● What this exercise asks
**a)** Reproduce the Electric Meat review word for word, between "Cheryl Hutchens and" and "and philosophical terms?", inclusive.
**b)** According to the Electric Meat review, what is Cheryl Hutchens' Bifurcate presented on?

Cheryl Hutchens and Deborah Prior
8 May – 7 June 2017
Adelaide Central Gallery, 7 Mulberry Road Glenside SA
Predating the advances of early modern science, Greek philosopher Epicurus and his protégée Lucretius described physical bodies as being composed of minuscule atoms swirling around inside of them. They were among the first to consider the inner workings of biological organisms and to wonder at the hidden complexities of life lying beneath outer skins and surfaces. Through intricate and repetitive craft techniques, Cheryl Hutchens’ and Deborah Prior’s exhibition Electric Meat at Adelaide Central Gallery probes the edges of the physical self by reflecting on biological forms and processes. What is it like to inhabit an organic body of flesh and bone? How does the individualistic concept of ‘self’ fit into scientific and philosophical terms?
Cellular investigation is one method through which scientific enquiry has uncovered the interior structures of life. Presented on a low, circular plinth, Cheryl Hutchens’ Bifurcate is laid out under a focused light like a specimen beneath a giant microscope. The hand beaded structure is magnified thousand fold, sprawling outward in a circular shape composed of repeating, dividing branches and strands resembling the cross section of a cell sample. Astonishingly, Hutchens’ work is not a painstaking reproduction of a sketched out pattern, but the result of an experimental, let’s-see-what-happens approach. I couldn’t help thinking that the hand of the artist here resembles the hand of Mother Nature herself, threading each tiny bead together into numerous parts that combine and miraculously arrange themselves into the familiar patterns of cells and microforms. Perhaps this is the result of a process that somehow conforms to universal patterns and sequences?

● Dataset
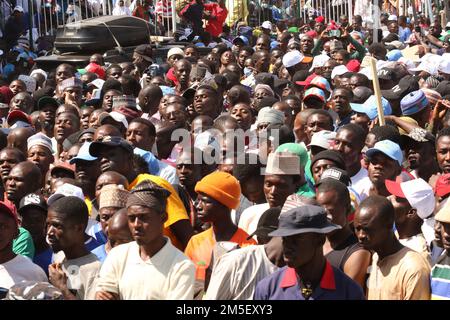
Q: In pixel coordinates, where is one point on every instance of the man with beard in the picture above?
(420, 152)
(23, 179)
(23, 102)
(282, 178)
(150, 267)
(47, 107)
(443, 150)
(349, 141)
(307, 275)
(385, 164)
(87, 170)
(66, 124)
(40, 152)
(218, 193)
(341, 98)
(74, 269)
(182, 70)
(116, 154)
(397, 273)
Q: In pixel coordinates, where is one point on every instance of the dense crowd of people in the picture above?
(261, 170)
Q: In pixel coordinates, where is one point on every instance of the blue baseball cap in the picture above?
(413, 102)
(388, 148)
(83, 154)
(369, 107)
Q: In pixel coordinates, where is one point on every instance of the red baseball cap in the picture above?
(353, 65)
(442, 187)
(9, 210)
(307, 80)
(394, 188)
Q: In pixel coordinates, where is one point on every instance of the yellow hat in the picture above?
(409, 120)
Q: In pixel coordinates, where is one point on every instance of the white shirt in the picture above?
(236, 274)
(250, 217)
(20, 269)
(167, 275)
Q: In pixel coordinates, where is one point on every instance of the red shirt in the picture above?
(214, 26)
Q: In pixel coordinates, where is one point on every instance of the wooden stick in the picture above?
(377, 91)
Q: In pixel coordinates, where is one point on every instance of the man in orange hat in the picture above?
(218, 193)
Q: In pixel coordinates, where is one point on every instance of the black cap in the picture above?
(267, 223)
(331, 155)
(335, 174)
(406, 85)
(109, 141)
(304, 219)
(32, 200)
(145, 50)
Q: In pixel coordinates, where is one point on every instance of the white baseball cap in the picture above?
(322, 139)
(319, 61)
(338, 71)
(267, 25)
(66, 190)
(292, 58)
(418, 193)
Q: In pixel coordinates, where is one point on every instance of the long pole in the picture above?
(377, 91)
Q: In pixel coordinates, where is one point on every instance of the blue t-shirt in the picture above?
(283, 285)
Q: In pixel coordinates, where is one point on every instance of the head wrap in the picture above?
(148, 194)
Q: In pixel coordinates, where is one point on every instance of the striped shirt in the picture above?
(440, 279)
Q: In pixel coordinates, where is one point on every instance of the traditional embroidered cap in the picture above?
(113, 195)
(283, 163)
(30, 82)
(70, 83)
(270, 115)
(32, 200)
(418, 193)
(388, 148)
(40, 139)
(124, 101)
(66, 190)
(413, 102)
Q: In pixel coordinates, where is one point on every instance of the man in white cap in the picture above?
(14, 26)
(282, 178)
(413, 201)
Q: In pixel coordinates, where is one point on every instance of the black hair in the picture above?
(383, 207)
(386, 132)
(329, 184)
(324, 113)
(72, 208)
(148, 123)
(358, 132)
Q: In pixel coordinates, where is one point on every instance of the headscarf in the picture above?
(148, 194)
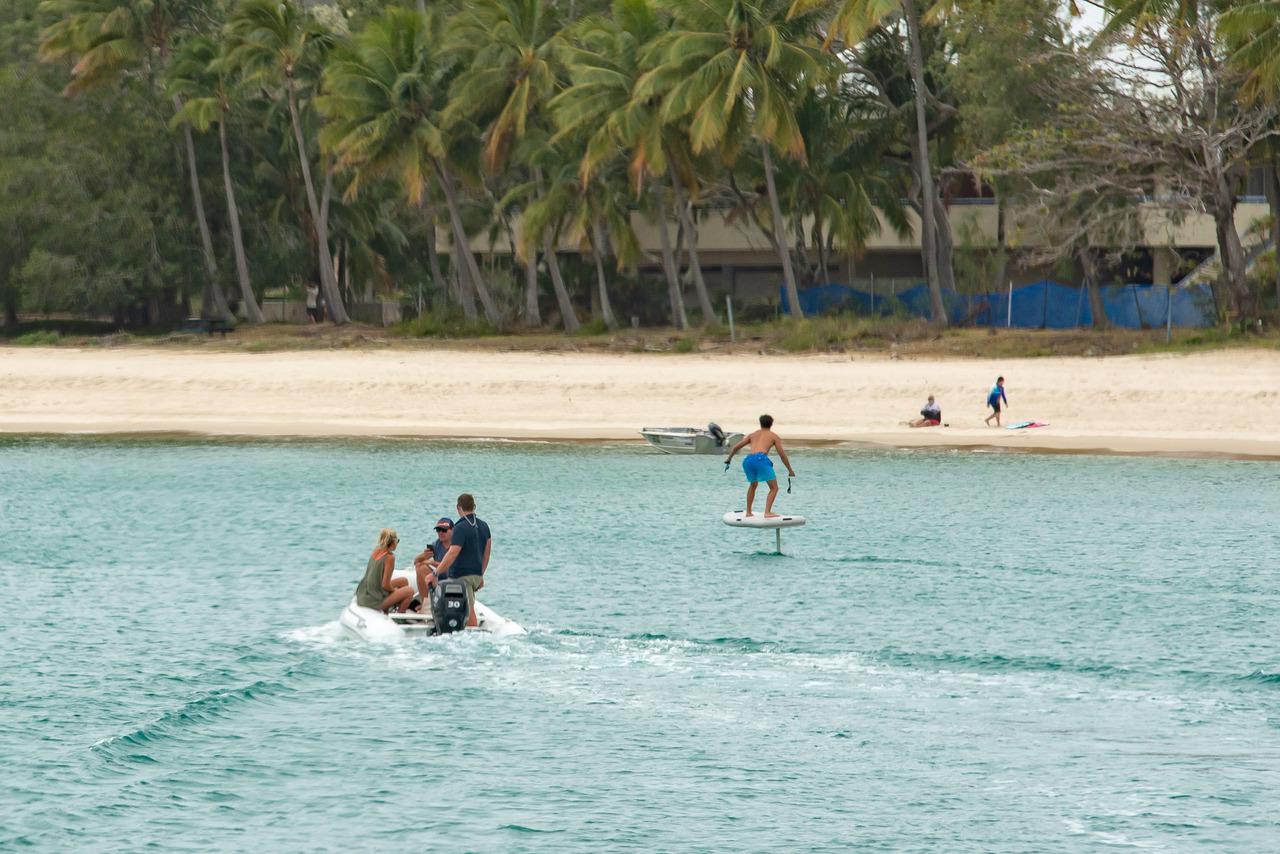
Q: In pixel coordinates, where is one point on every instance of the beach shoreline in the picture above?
(1223, 403)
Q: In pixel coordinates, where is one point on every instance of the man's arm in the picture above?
(447, 561)
(782, 456)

● Answer section
**a)**
Cheryl Hutchens and Deborah Prior
8 May – 7 June 2017
Adelaide Central Gallery, 7 Mulberry Road Glenside SA
Predating the advances of early modern science, Greek philosopher Epicurus and his protégée Lucretius described physical bodies as being composed of minuscule atoms swirling around inside of them. They were among the first to consider the inner workings of biological organisms and to wonder at the hidden complexities of life lying beneath outer skins and surfaces. Through intricate and repetitive craft techniques, Cheryl Hutchens’ and Deborah Prior’s exhibition Electric Meat at Adelaide Central Gallery probes the edges of the physical self by reflecting on biological forms and processes. What is it like to inhabit an organic body of flesh and bone? How does the individualistic concept of ‘self’ fit into scientific and philosophical terms?

**b)** A low, circular plinth.